= Aim of the exercise =
Reproduce, character for character, the lines below from the first through the one with "positive clicks: (101, 377)". Leave pictures out.

= Stored dataset items =
+--
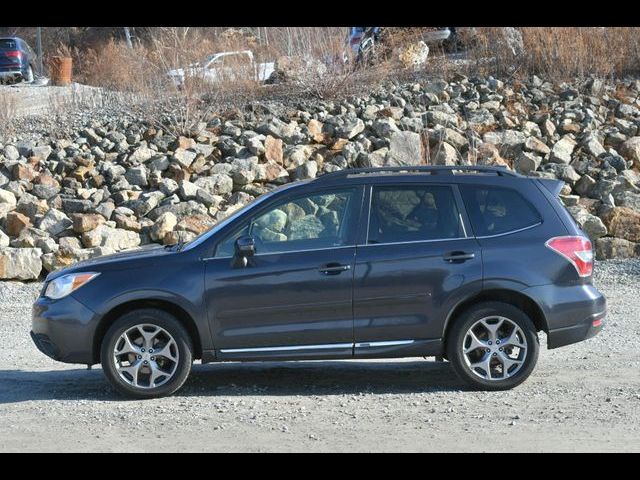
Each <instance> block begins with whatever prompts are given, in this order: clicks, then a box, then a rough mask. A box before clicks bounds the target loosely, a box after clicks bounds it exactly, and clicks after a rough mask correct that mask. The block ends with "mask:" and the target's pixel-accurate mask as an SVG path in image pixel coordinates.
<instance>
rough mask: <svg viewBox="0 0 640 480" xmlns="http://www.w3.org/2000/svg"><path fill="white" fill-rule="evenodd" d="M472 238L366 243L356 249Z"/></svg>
mask: <svg viewBox="0 0 640 480" xmlns="http://www.w3.org/2000/svg"><path fill="white" fill-rule="evenodd" d="M470 238H472V237H456V238H435V239H430V240H410V241H406V242H384V243H367V244H365V245H358V248H362V247H377V246H378V245H404V244H411V243H433V242H453V241H456V240H469V239H470Z"/></svg>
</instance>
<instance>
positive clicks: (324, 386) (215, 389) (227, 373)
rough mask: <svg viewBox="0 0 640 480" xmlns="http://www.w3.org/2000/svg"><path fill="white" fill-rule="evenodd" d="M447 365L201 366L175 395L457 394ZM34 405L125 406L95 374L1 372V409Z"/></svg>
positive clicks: (101, 377) (459, 380) (398, 363)
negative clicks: (57, 403)
mask: <svg viewBox="0 0 640 480" xmlns="http://www.w3.org/2000/svg"><path fill="white" fill-rule="evenodd" d="M464 388H465V387H464V386H463V384H462V382H461V381H460V380H458V378H457V377H456V375H455V373H454V372H453V370H452V368H451V366H450V365H449V364H448V363H440V362H427V361H424V360H419V361H394V360H389V361H384V362H380V361H377V362H366V361H357V360H348V361H300V362H251V363H236V362H234V363H214V364H207V365H200V364H196V365H194V366H193V370H192V372H191V375H190V377H189V379H188V380H187V382H186V383H185V385H184V387H183V388H182V389H181V390H180V391H178V393H176V394H175V396H179V397H190V396H208V395H214V396H215V395H220V396H230V395H231V396H251V395H344V394H361V393H371V394H397V393H430V392H442V391H457V390H462V389H464ZM34 400H98V401H126V400H127V399H125V398H123V397H121V396H120V395H118V394H117V393H116V392H115V391H114V390H113V389H112V388H111V386H110V385H109V384H108V382H107V380H106V379H105V378H104V375H103V374H102V371H101V370H100V368H98V367H96V368H94V369H93V370H87V369H70V370H48V371H27V370H0V404H7V403H19V402H26V401H34Z"/></svg>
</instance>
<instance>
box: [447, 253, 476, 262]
mask: <svg viewBox="0 0 640 480" xmlns="http://www.w3.org/2000/svg"><path fill="white" fill-rule="evenodd" d="M442 258H443V259H444V261H445V262H449V263H457V262H466V261H467V260H472V259H474V258H476V254H475V253H470V252H450V253H445V254H444V255H443V256H442Z"/></svg>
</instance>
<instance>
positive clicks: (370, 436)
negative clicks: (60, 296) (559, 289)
mask: <svg viewBox="0 0 640 480" xmlns="http://www.w3.org/2000/svg"><path fill="white" fill-rule="evenodd" d="M639 281H640V261H607V262H599V263H598V265H596V274H595V282H596V284H597V286H598V287H599V288H600V289H601V291H602V292H603V293H604V294H605V295H606V296H607V299H608V305H609V317H608V323H607V324H606V326H605V328H604V330H603V331H602V333H601V334H600V335H599V336H597V337H595V338H593V339H590V340H588V341H587V342H583V343H579V344H576V345H571V346H568V347H565V348H561V349H557V350H551V351H547V350H546V348H544V347H543V348H542V351H541V353H540V360H539V362H538V366H537V368H536V370H535V371H534V373H533V375H532V376H531V377H530V378H529V380H528V381H527V382H525V383H524V384H523V385H521V386H520V387H518V388H516V389H515V390H512V391H508V392H493V393H487V392H473V391H467V390H465V389H464V387H463V386H462V384H461V383H460V382H459V381H458V380H457V379H456V377H455V375H454V373H453V371H452V369H451V367H450V366H449V365H448V364H447V363H435V362H428V361H425V360H423V359H403V360H385V361H342V362H338V361H323V362H309V361H305V362H290V363H270V364H267V363H255V364H237V363H227V364H213V365H211V364H210V365H199V364H198V365H195V366H194V369H193V372H192V375H191V377H190V379H189V381H188V382H187V384H186V385H185V387H184V388H183V389H182V390H181V391H180V392H179V393H178V394H176V395H174V396H173V397H170V398H165V399H158V400H148V401H128V400H122V399H121V398H119V397H118V396H117V395H116V394H115V393H114V392H113V391H112V390H111V388H110V387H109V386H108V384H107V382H106V380H105V379H104V378H103V376H102V372H101V371H100V368H95V369H94V370H92V371H88V370H86V369H84V368H79V367H78V366H74V365H64V364H60V363H56V362H54V361H52V360H50V359H48V358H47V357H45V356H44V355H42V354H40V353H39V352H38V351H37V350H36V348H35V346H33V345H32V344H31V340H30V339H29V335H28V331H29V327H30V308H31V302H32V301H33V300H34V299H35V297H36V296H37V293H38V290H39V288H40V284H38V283H31V284H19V283H12V282H5V283H0V338H2V340H3V344H4V348H3V349H2V350H0V432H2V435H0V451H23V450H38V451H41V450H44V451H129V452H131V451H238V450H241V451H380V450H382V451H442V450H444V451H451V450H461V451H499V452H506V451H510V452H511V451H576V450H578V451H583V450H585V451H612V450H613V451H615V450H620V451H640V325H639V323H638V316H637V312H638V311H640V296H639V295H638V285H639ZM541 343H542V344H544V343H545V339H544V338H541Z"/></svg>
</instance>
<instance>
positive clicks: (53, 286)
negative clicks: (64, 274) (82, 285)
mask: <svg viewBox="0 0 640 480" xmlns="http://www.w3.org/2000/svg"><path fill="white" fill-rule="evenodd" d="M98 275H100V274H99V273H95V272H83V273H70V274H69V275H63V276H62V277H58V278H56V279H55V280H53V281H51V282H50V283H49V285H47V289H46V290H45V292H44V296H45V297H47V298H51V299H52V300H57V299H58V298H62V297H66V296H67V295H69V294H70V293H71V292H73V291H74V290H77V289H78V288H80V287H81V286H82V285H85V284H86V283H88V282H90V281H91V280H93V279H94V278H96V277H97V276H98Z"/></svg>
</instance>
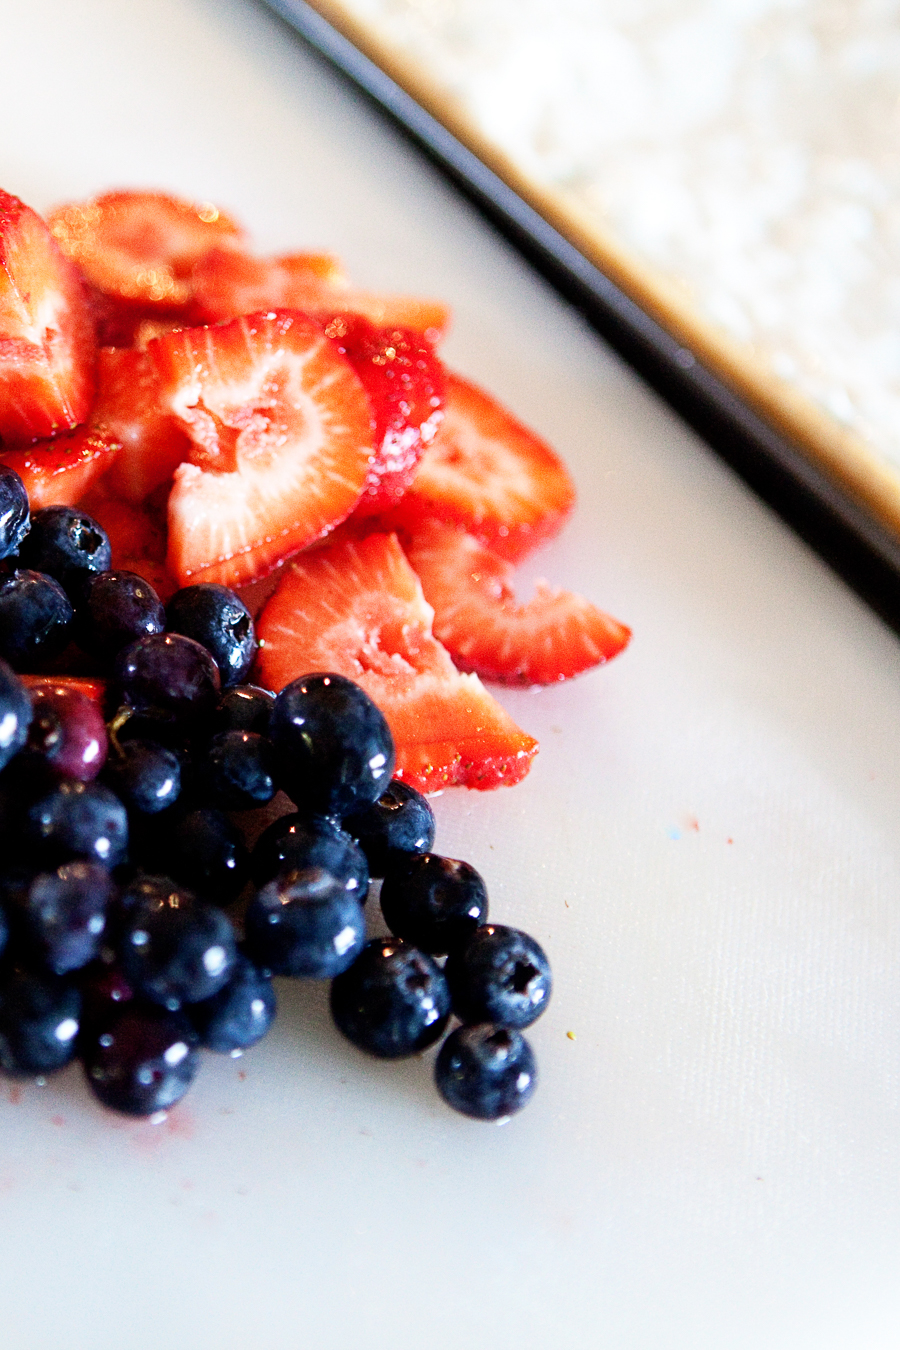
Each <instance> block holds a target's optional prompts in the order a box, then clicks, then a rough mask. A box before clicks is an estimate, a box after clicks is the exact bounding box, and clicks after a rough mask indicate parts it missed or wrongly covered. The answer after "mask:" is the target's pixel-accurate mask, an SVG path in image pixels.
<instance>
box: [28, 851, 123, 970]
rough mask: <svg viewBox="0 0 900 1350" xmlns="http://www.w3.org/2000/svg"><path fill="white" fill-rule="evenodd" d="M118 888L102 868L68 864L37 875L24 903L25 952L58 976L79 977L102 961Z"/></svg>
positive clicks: (32, 883)
mask: <svg viewBox="0 0 900 1350" xmlns="http://www.w3.org/2000/svg"><path fill="white" fill-rule="evenodd" d="M115 898H116V886H115V883H113V880H112V877H111V876H109V872H108V871H107V868H105V867H101V865H100V864H99V863H85V861H76V863H63V864H62V867H58V868H57V869H55V872H38V875H36V876H34V877H32V879H31V882H30V884H28V887H27V890H26V891H24V894H23V895H22V896H20V899H19V904H18V921H19V923H20V926H22V931H23V946H24V948H26V950H27V952H28V954H30V956H31V958H32V960H34V961H38V963H39V964H40V965H42V967H43V968H45V969H47V971H53V973H54V975H66V973H67V972H69V971H78V969H81V968H82V967H85V965H88V964H89V963H90V961H93V960H94V957H97V956H99V953H100V948H101V942H103V936H104V930H105V926H107V914H108V911H109V909H111V906H112V903H113V900H115Z"/></svg>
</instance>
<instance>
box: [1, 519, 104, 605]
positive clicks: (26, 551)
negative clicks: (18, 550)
mask: <svg viewBox="0 0 900 1350" xmlns="http://www.w3.org/2000/svg"><path fill="white" fill-rule="evenodd" d="M19 559H20V562H22V564H23V567H31V568H34V570H35V571H38V572H47V575H49V576H53V578H54V579H55V580H58V582H59V585H61V586H62V589H63V590H65V591H66V594H67V595H69V597H70V598H72V599H73V601H80V599H81V598H82V595H84V591H85V586H86V585H88V583H89V580H90V578H92V576H93V575H96V574H97V572H105V571H107V568H108V567H109V563H111V562H112V549H111V547H109V537H108V536H107V532H105V529H104V528H103V525H99V524H97V521H96V520H94V518H93V517H92V516H85V513H84V512H81V510H77V508H74V506H45V508H43V509H42V510H36V512H35V513H34V514H32V517H31V529H30V531H28V535H27V536H26V539H24V540H23V543H22V548H20V549H19Z"/></svg>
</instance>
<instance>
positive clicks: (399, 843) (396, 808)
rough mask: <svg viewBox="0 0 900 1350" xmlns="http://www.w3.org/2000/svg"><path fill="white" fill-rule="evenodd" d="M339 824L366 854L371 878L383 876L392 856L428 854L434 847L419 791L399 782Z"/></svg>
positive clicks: (412, 787) (428, 825) (424, 809)
mask: <svg viewBox="0 0 900 1350" xmlns="http://www.w3.org/2000/svg"><path fill="white" fill-rule="evenodd" d="M341 823H343V826H344V829H345V830H347V833H348V834H352V837H354V838H355V840H356V841H358V842H359V846H360V848H362V849H363V852H364V853H366V857H367V859H368V869H370V872H371V875H372V876H383V875H385V872H386V871H387V868H389V865H390V861H391V859H393V857H394V856H395V855H398V853H428V852H429V850H430V848H432V845H433V844H434V813H433V811H432V809H430V806H429V805H428V802H426V799H425V798H424V796H422V794H421V792H418V791H417V790H416V788H414V787H410V786H409V783H402V782H401V780H399V779H393V780H391V783H390V784H389V786H387V788H386V791H385V792H382V795H381V796H379V798H378V801H376V802H374V803H372V805H371V806H366V807H364V809H363V810H362V811H355V813H354V814H352V815H345V817H344V819H343V821H341Z"/></svg>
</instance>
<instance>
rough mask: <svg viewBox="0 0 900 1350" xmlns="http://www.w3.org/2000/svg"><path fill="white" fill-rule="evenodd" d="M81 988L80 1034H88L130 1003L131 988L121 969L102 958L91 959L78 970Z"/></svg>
+--
= Expected answer =
Each <instance> block begins with whatever prompts are given, in this order: clicks, then a box, then a rough mask. A box before clicks bounds the target loosely, a box after clicks bounds it exactly, and clicks after a rough mask correct that mask. The block ends with "mask:" and the target's pixel-accurate mask as an SVG path in image pixel coordinates.
<instance>
rough mask: <svg viewBox="0 0 640 480" xmlns="http://www.w3.org/2000/svg"><path fill="white" fill-rule="evenodd" d="M472 238L366 243L356 249Z"/></svg>
mask: <svg viewBox="0 0 640 480" xmlns="http://www.w3.org/2000/svg"><path fill="white" fill-rule="evenodd" d="M470 238H472V237H456V238H435V239H430V240H410V241H406V242H384V243H367V244H365V245H358V248H362V247H377V246H378V245H404V244H411V243H433V242H453V241H456V240H469V239H470Z"/></svg>
</instance>
<instance>
positive clicks: (324, 386) (215, 389) (227, 373)
rough mask: <svg viewBox="0 0 640 480" xmlns="http://www.w3.org/2000/svg"><path fill="white" fill-rule="evenodd" d="M447 365L201 366L175 395L457 394ZM34 405L125 406L95 374L1 372V409Z"/></svg>
positive clicks: (101, 377) (459, 380) (398, 363)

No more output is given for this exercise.